> AIM OF THE EXERCISE
Reproduce the passage of the essay on sounds from the sky word for word, starting with "Things began to" and going on through "they actually were.".

> EXCERPT PROVIDED
May 4, 2014

Sounds from the Sky

When I was growing up there were very few sounds from the sky, and when there was a sound, it was so unusual that most everyone looked up to see what it was. Usually it was a DC3 passenger plane, droning on and on, taking forever to cross the sky. Or, by comparison, an air force jet streaking across – the kids watching and waiting to see if it would break the sound barrier, as it often did, and then, KA-BOOM! The sound would rattle the windows in the house. Once in a great while a little single engine plane, buzzing like an insect. Never a helicopter. And a few times a year, the Goodyear blimp slowly hummed by on some mission, (not involving television), and everyone ran outside to see its fat silver shape (with no advertising).
Things began to change. More and more passenger planes, and soon, jet engines roared across the sky. Jets made a completely different sound, more like a roar, and crossed the sky much faster. Sometimes twin engine helicopters made a noisy appearance, maybe on a military mission. More and more little single engine private planes, owned by God knows who, usually flying so low you could read the numbers printed on the bottom of the wings. The air force jets were flying much higher than they used to and made a unique sound like they were tearing the air, and I suppose they actually were.
More and more passenger planes, some still had propellers. You could easily tell the difference between a single engine, double engine and a four engine plane just by the sound. Air traffic was becoming so common that hardly anyone looked up any more when a plane flew over. Starting to see some small, single engine helicopters with a raucous, clanky sound. Blimps still appeared, like a surprise, and still sounded the same, with a slow, deep humming.
Private jets entered the sky, owned by princes or rich executives. They made a different sound, loud and important, such a screaming and efficient-sounding engine, different from other jets. The police were beginning to use their one helicopter to monitor crime below. Helicopter engines had improved over the years and now produced an efficient-running, yet very loud, clapping sound. Of course all these different machines were flying at very different altitudes, which produced still different sounds.
Sheriffs began using helicopters for search and rescue in the mountains, and hospitals began building a heliport on site to handle incoming patients. Soon they would have their own helicopters, and they all sounded different.  Rescue helicopters have a distinctive sound similar to army choppers. Television stations, at first, used single engine planes to monitor the traffic congestion below, but later moved to their own helicopters. The largest networks had the biggest ones, generating a smooth and commanding sound as they hovered like an angel of death over accidents and catastrophes. Fire departments started using amphibious water scooping tankers for water drops on wildfires in the mountains. These twin engine beauties usually fly in pairs, low and reverberating, you can’t miss them.

> Dataset entries
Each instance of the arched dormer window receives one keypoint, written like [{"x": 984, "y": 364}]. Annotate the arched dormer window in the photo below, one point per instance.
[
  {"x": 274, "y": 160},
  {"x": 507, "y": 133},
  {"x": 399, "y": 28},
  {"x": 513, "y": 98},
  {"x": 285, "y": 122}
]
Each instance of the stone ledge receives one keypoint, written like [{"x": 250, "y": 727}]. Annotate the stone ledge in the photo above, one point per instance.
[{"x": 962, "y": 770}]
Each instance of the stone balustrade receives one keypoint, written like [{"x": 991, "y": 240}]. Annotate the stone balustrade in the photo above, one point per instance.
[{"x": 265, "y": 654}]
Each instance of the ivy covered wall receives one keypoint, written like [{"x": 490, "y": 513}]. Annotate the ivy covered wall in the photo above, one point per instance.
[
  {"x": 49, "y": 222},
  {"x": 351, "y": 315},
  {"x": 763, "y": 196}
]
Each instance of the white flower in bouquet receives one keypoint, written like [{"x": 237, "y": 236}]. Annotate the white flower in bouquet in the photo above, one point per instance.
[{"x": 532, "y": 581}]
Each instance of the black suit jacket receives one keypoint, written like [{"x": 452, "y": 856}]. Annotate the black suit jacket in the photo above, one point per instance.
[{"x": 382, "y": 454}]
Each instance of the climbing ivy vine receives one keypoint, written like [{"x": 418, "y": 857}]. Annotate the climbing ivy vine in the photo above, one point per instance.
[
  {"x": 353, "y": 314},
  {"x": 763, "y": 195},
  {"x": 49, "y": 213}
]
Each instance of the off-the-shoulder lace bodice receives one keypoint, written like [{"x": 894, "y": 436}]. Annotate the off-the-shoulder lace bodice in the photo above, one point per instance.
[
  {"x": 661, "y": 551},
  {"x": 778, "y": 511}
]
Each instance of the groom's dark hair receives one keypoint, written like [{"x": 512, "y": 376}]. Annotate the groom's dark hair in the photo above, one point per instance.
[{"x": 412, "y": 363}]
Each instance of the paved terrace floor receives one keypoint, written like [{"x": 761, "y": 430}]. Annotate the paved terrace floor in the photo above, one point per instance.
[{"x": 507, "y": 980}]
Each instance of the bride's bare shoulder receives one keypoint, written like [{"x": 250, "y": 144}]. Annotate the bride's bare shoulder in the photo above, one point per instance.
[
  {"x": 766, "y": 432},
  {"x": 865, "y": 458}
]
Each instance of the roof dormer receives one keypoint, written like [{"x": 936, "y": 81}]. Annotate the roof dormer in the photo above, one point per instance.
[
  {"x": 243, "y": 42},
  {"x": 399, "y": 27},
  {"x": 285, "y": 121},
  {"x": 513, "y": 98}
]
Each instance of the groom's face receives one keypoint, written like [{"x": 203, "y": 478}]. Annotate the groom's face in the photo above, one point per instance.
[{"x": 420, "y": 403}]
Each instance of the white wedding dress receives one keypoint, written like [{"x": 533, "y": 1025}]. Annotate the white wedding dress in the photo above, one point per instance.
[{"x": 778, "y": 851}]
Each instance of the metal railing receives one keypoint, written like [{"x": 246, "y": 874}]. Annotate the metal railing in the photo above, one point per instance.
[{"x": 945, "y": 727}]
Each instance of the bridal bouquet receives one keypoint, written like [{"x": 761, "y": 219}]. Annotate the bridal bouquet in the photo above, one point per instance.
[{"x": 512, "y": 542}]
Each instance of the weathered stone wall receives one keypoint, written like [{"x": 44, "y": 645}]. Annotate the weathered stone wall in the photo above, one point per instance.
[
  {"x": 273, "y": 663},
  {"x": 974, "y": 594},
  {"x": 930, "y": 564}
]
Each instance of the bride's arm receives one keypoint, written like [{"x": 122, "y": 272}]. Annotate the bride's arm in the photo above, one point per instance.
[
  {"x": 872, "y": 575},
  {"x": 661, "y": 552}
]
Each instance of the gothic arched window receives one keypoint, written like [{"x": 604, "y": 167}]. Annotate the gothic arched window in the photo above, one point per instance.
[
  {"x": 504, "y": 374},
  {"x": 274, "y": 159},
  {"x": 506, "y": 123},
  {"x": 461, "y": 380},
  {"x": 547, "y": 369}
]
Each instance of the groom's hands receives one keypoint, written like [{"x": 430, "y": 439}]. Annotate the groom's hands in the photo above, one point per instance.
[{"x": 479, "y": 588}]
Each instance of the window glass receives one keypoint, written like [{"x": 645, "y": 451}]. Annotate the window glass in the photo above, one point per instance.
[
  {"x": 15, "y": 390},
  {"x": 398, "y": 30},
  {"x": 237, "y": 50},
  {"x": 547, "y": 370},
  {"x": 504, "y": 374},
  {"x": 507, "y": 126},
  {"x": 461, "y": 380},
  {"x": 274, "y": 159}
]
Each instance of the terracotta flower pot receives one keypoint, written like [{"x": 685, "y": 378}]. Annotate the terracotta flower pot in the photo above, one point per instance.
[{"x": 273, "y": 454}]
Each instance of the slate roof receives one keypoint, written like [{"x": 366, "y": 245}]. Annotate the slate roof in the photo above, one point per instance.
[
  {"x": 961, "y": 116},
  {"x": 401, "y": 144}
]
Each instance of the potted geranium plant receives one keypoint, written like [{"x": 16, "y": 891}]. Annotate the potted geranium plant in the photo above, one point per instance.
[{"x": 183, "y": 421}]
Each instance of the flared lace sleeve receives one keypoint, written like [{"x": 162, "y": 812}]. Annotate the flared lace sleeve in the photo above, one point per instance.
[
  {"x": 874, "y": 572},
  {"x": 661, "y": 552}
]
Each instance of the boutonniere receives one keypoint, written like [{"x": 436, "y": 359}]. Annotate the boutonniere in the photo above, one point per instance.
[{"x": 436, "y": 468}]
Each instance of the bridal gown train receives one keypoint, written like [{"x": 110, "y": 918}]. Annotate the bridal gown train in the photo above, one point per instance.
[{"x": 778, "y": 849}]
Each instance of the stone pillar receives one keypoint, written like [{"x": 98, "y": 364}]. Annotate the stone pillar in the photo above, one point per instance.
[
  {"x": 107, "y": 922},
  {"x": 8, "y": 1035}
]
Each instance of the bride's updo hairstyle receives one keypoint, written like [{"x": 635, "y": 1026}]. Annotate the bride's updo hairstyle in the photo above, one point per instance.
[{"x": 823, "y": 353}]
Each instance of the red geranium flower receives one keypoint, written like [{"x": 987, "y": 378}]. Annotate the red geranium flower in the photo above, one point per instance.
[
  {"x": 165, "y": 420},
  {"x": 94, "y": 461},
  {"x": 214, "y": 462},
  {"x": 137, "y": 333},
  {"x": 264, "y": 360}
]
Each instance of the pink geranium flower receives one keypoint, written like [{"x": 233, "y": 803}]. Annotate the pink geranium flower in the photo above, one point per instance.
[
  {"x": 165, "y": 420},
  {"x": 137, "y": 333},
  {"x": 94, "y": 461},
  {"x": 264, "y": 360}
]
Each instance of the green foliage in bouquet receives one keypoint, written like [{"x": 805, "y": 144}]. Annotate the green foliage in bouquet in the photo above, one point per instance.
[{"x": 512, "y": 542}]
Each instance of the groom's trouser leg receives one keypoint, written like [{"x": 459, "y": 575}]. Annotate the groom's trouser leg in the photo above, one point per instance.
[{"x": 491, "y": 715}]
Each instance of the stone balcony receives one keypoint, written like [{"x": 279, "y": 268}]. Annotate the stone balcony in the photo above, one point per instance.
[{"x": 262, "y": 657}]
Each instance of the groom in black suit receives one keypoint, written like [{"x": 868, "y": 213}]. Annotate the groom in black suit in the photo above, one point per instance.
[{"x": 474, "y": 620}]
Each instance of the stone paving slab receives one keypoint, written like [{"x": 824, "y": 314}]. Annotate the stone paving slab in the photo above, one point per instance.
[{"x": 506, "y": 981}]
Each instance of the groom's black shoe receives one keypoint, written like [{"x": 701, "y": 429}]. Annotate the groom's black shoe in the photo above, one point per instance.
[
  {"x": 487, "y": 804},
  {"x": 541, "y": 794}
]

> TASK SOLUTION
Things began to change. More and more passenger planes, and soon, jet engines roared across the sky. Jets made a completely different sound, more like a roar, and crossed the sky much faster. Sometimes twin engine helicopters made a noisy appearance, maybe on a military mission. More and more little single engine private planes, owned by God knows who, usually flying so low you could read the numbers printed on the bottom of the wings. The air force jets were flying much higher than they used to and made a unique sound like they were tearing the air, and I suppose they actually were.